WHAT IS REQUIRED
Below are lines of data; restate word for word those running from the line containing "the metal pole" to the line containing "the reflective safety", inclusive, and no others.

Segment Open

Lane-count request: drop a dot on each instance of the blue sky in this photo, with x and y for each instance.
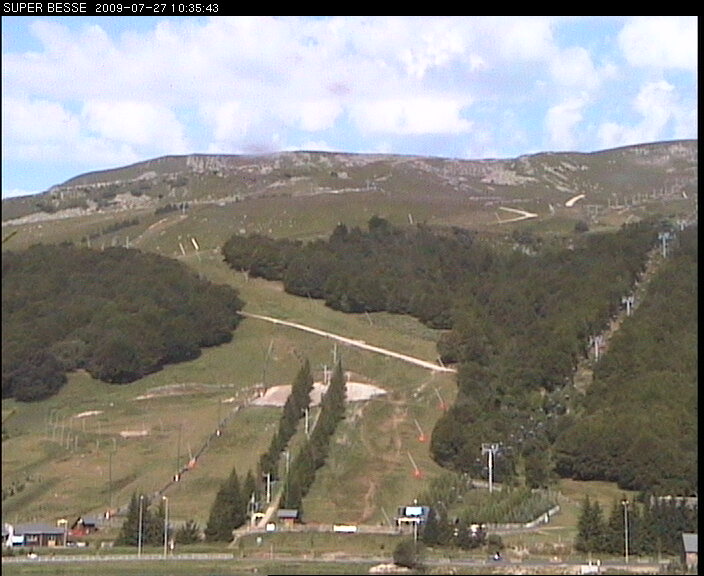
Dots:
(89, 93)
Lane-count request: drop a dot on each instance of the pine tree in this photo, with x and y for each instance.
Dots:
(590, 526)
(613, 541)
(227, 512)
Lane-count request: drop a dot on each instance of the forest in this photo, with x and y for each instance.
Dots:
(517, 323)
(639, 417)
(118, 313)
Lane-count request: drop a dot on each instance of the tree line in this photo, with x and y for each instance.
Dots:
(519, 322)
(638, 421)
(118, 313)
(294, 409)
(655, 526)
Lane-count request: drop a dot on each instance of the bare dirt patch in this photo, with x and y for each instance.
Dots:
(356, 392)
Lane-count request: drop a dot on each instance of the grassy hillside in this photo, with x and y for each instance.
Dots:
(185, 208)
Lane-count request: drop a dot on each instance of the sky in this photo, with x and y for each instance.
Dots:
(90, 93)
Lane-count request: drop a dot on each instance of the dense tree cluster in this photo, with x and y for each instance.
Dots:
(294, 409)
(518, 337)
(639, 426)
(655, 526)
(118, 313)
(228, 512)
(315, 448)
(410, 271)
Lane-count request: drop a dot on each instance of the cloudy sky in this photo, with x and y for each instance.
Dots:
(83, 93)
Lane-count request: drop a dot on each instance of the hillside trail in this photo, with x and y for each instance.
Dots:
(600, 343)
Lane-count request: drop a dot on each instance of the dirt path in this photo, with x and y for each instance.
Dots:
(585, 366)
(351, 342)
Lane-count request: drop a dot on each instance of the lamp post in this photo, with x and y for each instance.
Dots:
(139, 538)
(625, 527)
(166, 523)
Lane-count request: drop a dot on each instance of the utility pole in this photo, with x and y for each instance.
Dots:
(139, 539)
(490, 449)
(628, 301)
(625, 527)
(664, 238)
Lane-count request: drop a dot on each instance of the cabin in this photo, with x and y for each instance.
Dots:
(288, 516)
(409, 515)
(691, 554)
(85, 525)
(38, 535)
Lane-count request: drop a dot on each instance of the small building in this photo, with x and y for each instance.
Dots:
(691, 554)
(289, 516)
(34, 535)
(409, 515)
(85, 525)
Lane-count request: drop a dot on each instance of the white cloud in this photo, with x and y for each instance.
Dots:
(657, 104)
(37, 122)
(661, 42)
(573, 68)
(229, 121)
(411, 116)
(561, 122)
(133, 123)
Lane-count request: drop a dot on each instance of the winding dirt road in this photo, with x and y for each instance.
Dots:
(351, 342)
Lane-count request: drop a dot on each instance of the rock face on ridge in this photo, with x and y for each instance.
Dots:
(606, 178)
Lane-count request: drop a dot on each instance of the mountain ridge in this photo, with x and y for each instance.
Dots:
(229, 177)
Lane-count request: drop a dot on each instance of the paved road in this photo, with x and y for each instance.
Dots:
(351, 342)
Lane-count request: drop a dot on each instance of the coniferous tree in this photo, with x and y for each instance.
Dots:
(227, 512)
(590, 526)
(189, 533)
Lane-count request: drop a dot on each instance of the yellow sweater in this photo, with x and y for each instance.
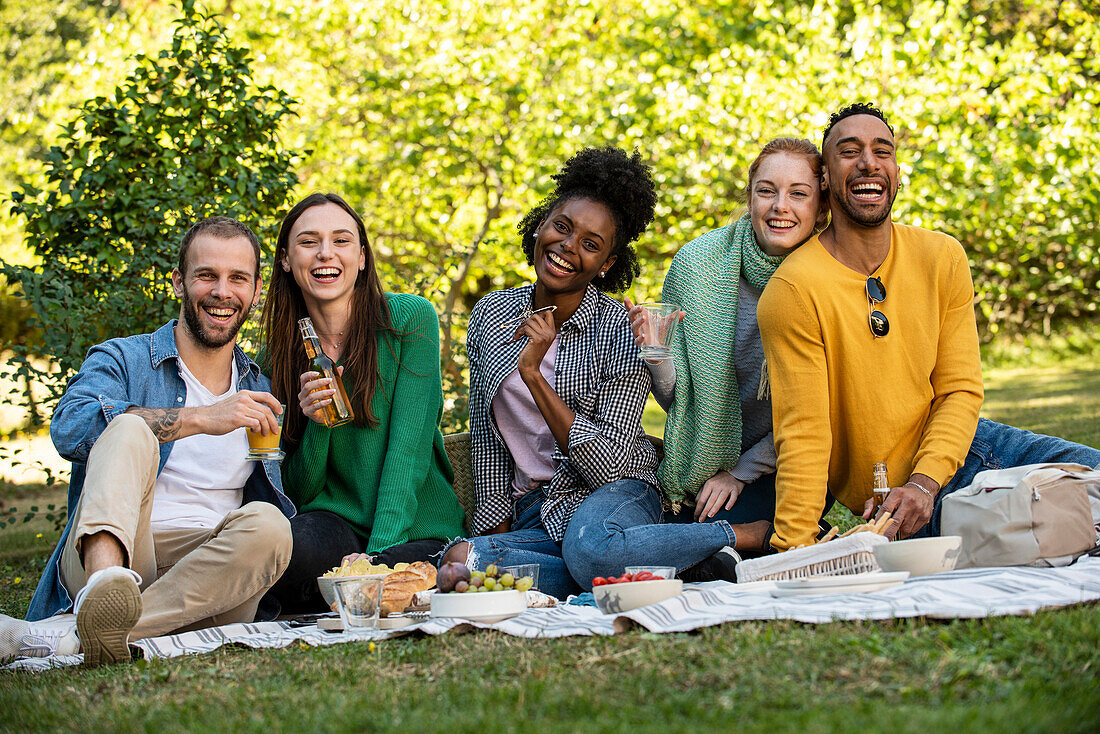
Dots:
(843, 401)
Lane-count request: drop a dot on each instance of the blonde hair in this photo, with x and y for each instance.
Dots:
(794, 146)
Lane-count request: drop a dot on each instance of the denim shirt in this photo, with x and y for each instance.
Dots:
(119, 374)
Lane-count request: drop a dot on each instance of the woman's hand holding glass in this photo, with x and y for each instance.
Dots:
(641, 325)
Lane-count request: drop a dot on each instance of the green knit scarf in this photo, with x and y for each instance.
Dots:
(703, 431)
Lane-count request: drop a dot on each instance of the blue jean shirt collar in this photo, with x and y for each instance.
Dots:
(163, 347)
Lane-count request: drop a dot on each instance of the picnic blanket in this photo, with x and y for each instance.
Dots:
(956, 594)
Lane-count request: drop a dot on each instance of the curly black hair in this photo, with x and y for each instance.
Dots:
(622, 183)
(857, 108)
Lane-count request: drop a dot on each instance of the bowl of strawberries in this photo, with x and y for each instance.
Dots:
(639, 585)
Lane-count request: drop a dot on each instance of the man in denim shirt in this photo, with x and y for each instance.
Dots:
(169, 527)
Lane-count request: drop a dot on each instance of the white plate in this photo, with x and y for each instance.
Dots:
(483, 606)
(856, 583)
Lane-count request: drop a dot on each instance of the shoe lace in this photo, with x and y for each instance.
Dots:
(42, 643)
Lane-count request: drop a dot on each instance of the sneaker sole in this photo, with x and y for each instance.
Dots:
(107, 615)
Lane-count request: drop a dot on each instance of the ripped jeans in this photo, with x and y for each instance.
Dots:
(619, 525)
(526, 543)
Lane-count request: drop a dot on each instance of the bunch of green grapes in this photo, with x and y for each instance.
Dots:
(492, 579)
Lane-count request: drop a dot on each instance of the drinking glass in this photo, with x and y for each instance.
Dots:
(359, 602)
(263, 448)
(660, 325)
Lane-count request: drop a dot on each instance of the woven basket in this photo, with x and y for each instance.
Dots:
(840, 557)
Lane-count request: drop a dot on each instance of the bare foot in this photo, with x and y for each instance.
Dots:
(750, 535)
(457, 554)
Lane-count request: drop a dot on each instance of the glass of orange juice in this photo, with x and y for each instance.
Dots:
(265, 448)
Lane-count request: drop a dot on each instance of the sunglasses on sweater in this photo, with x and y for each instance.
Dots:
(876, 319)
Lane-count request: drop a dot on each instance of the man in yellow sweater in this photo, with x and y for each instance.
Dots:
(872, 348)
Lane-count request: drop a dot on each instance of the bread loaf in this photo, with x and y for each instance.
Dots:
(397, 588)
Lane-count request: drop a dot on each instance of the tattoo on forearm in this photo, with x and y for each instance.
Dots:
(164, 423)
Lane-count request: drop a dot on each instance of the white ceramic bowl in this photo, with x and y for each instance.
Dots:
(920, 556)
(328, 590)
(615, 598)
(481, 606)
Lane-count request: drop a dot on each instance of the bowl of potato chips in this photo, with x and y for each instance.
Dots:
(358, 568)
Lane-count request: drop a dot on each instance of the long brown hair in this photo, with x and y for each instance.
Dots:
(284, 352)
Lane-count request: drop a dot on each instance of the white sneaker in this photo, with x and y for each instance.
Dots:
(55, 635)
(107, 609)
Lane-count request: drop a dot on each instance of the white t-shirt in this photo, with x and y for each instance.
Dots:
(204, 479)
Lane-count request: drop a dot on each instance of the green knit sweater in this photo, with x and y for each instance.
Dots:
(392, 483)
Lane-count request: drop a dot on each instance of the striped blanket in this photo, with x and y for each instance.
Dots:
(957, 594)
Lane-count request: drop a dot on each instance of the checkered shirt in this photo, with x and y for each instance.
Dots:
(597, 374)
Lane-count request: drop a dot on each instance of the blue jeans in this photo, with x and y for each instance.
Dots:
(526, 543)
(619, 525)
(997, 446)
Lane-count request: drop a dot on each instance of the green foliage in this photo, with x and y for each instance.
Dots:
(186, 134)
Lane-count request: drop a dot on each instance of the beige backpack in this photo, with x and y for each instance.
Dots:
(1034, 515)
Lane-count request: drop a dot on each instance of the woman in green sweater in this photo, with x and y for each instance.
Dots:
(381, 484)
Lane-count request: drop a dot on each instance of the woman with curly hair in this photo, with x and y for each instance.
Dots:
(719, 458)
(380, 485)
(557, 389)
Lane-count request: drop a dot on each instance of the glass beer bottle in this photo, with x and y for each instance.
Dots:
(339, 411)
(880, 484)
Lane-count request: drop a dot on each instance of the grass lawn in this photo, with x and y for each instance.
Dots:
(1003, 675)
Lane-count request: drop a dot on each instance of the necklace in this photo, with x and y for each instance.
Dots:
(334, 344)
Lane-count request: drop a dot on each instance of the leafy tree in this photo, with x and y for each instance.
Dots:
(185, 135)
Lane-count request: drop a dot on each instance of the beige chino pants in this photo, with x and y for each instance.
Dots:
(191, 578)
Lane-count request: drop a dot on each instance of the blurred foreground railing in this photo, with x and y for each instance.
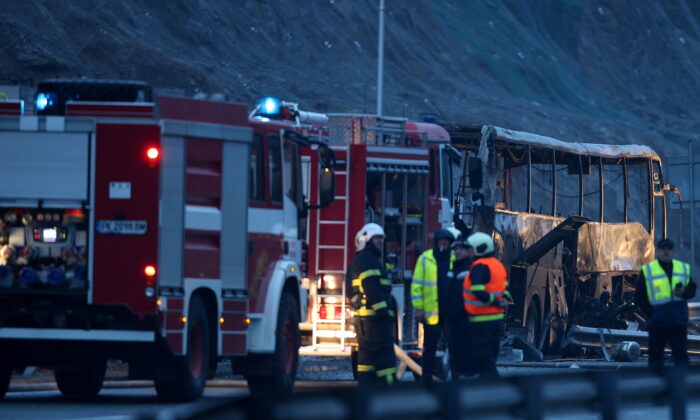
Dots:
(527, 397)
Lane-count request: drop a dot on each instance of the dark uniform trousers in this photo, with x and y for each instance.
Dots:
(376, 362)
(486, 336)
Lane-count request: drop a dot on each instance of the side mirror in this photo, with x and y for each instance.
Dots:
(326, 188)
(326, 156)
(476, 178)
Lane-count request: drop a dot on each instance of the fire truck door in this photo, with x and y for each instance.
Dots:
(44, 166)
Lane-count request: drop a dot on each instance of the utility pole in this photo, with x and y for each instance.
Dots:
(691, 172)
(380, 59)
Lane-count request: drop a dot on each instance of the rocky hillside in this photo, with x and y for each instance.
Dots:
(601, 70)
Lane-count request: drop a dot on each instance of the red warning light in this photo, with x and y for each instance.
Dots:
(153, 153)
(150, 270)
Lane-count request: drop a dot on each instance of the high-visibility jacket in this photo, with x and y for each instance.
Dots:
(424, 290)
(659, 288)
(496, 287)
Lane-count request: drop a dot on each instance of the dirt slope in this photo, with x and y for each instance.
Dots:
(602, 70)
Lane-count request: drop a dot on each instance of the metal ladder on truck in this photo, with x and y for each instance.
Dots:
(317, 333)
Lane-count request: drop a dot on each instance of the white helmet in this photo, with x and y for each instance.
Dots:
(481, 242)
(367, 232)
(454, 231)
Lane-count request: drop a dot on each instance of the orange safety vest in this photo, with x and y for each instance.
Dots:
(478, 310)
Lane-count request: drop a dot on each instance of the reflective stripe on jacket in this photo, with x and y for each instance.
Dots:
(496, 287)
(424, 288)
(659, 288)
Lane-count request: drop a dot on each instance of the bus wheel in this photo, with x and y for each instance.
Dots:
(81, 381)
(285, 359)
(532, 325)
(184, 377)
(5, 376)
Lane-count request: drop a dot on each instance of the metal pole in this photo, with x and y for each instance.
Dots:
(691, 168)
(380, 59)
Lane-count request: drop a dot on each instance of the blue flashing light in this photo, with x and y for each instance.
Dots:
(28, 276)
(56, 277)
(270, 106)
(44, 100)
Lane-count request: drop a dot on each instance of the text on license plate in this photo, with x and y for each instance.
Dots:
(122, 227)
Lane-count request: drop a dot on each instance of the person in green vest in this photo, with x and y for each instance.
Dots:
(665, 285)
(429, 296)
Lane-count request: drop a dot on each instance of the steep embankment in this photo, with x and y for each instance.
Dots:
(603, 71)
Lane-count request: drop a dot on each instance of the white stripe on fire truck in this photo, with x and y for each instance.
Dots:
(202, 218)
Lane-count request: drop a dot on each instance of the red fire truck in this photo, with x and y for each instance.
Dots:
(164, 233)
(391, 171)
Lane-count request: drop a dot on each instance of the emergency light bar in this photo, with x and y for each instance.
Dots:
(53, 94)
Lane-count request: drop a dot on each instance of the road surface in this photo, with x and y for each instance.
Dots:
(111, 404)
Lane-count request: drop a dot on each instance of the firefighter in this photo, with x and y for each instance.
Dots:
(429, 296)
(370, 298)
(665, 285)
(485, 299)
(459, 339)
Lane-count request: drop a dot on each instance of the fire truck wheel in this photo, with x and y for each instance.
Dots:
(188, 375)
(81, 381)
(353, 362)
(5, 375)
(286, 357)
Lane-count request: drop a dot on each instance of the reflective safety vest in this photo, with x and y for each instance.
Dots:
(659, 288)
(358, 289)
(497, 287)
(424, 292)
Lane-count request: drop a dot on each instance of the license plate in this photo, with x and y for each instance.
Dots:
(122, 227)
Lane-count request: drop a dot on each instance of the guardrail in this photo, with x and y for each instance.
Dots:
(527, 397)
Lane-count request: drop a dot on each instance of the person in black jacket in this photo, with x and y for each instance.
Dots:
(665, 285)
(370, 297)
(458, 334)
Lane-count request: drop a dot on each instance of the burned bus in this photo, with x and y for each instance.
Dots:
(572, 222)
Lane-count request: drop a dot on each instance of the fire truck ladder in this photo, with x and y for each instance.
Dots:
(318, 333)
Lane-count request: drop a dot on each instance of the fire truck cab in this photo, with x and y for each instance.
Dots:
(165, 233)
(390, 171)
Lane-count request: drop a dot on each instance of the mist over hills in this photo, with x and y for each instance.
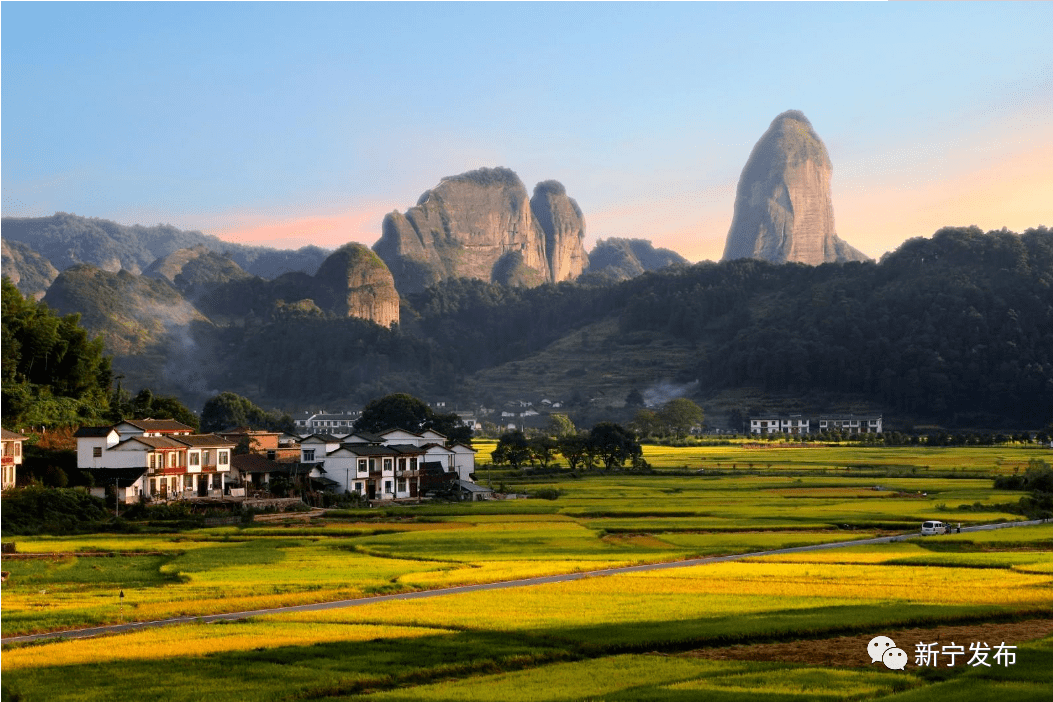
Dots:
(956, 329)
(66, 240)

Segment Closed

RESPONSE BOX
Lane-count request: drop a dot on each instance of the metal pole in this photo, with x and y for each instance.
Dots:
(691, 168)
(380, 59)
Lane-count request: drop a dot on each instance of the blue flashing light in this photo, with x and y for each instance.
Dots:
(28, 276)
(56, 277)
(270, 106)
(44, 100)
Lane-count request: drop a dot on each instance of the text on license plate in this photo, with x and y for each instance.
Dots:
(122, 227)
Lane-count request: drop a dot on each instance of the person in green vest in this photo, with x and y for each instance.
Dots:
(665, 285)
(429, 296)
Lane-count request: drop a dot on each instance of the steep embankment in this photo, with x and y for each instance.
Dots:
(603, 71)
Lane-count request: drop a dot on each instance of the white stripe on fire truck in this photo, with x and y for each instance.
Dots:
(202, 218)
Lane-count request: drop a dot on each instance of the red fire truck in this photo, with x and y for each instance.
Dots:
(164, 233)
(391, 171)
Lane-count request: drop a dot on each instance of the emergency light bar in this photo, with x and y for each instance.
Dots:
(53, 94)
Lane-count request: drop a dot on each instance of the road surface in this photo, with x and y for each instance.
Dots:
(111, 404)
Lane-count request: drop a dot on each instance of the firefighter in this photo, with x and y for each instance.
Dots:
(429, 296)
(370, 298)
(665, 285)
(485, 299)
(459, 339)
Lane-count request: drop a dot on each instance of the fire truck wheel in this photo, with x and y for each instance.
Dots:
(188, 375)
(81, 381)
(353, 362)
(5, 375)
(286, 357)
Lane-count request: drop a dot on each instance of the reflective safety vest in this photo, with x and y for each instance.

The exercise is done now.